§ **Énoncé de la tâche**: Reprenez le texte sur le lancement de la Nintendo Switch 2 à la fin de sa dernière phrase et poursuivez-le.

§ **Passage extrait**:
————————

C’était l’heure du grand oral pour Nintendo en ce début avril. Sortir une nouvelle console n’est pas facile et encore moins quand elle succède à l’une des plus populaires de l’histoire du jeu vidéo. Dans cette grande attente, on ne manque pas de relever quelques fausses notes.
Les détails sont maintenant connus pour le lancement de la Nintendo Switch 2, qui aura lieu le 5 juin prochain partout dans le monde. La nouvelle console de Nintendo garde le principe de la précédente, à savoir une console portable qui peut être connectée à un écran via une base fournie. Il n’y a pour l’instant qu’une couleur noire unie, bien plus épurée que les modèles bariolés de la première. Elle coûtera 470€ seule et 510€ en pack avec le tout nouveau Mario Kart World, prix qui a provoqué une levée de boucliers générale, le public n’étant pas habitué à débourser des sommes folles pour des produits Nintendo.

————————

§ **Jeu de données**:
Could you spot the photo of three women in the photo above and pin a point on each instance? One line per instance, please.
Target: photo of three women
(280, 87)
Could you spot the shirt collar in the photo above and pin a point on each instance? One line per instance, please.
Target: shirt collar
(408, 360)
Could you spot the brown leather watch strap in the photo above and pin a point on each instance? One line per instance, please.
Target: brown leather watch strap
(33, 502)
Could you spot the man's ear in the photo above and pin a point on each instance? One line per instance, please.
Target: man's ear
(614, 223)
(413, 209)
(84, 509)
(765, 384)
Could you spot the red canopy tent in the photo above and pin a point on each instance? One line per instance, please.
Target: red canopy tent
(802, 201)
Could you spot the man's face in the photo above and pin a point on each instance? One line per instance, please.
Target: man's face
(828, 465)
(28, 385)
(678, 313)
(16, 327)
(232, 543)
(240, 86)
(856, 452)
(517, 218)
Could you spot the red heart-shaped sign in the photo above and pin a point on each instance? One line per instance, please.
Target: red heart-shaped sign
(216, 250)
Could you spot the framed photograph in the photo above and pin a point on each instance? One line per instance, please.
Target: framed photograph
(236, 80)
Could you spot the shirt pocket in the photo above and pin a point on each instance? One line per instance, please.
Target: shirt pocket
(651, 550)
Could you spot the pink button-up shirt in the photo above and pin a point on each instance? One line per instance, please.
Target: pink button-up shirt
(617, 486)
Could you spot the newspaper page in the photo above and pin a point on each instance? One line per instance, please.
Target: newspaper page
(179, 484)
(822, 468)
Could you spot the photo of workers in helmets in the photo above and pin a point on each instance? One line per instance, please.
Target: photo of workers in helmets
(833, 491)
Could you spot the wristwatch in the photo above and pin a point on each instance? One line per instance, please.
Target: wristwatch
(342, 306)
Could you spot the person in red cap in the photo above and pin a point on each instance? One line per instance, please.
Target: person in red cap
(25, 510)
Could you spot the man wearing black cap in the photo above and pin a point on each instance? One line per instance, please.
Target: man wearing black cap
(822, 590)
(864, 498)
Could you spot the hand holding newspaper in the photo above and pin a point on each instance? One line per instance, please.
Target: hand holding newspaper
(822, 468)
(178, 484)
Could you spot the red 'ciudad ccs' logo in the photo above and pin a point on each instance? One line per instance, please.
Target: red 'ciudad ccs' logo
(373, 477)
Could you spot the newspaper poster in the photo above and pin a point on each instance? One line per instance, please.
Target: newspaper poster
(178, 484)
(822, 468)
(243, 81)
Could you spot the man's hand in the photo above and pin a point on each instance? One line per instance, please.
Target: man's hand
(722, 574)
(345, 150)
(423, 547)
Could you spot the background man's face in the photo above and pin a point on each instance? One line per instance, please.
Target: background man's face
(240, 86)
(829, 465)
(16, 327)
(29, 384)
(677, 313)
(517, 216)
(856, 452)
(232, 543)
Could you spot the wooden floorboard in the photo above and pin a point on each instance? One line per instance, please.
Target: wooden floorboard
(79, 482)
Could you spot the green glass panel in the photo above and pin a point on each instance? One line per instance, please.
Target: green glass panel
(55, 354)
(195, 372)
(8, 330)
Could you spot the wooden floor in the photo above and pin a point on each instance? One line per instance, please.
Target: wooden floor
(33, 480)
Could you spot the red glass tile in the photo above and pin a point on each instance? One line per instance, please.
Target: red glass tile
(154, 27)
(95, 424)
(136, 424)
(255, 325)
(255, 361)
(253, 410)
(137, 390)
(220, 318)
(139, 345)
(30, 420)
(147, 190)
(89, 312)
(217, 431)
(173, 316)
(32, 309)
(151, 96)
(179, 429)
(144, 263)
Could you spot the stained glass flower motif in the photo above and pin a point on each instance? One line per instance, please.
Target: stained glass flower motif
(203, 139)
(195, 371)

————————

§ **Réponse écrite**:
Le fait de demander le prix d’une PS5 pour une console Nintendo passe mal. La PS5 n’est pas portable, mais le consensus estime clairement qu’elle est significativement plus puissante. Le refus de la firme de communiquer la puissance de la Switch 2 et les caractéristiques de son processeur personnalisé NVIDIA attise les doutes quant à ce qui est offert par le big N. Si on regarde du côté du Steam Deck, principal concurrent de la Switch 2 sur son créneau, les prix sont relativement similaires. Par rapport à la machine de Valve, la Switch 2 est même plus compacte et plus légère tout en ayant un écran plus grand et une résolution maximale supérieure. Le prix proposé pour la nouvelle hybride n’est donc a priori pas abusif, même si cela dépend du CPU et du GPU qui restent pour l’instant un mystère. Les sites de hardware spécialisés se feront une joie de démonter la console dès qu’il mettront la main dessus et de dévoiler ce qui le constructeur cherche à cacher.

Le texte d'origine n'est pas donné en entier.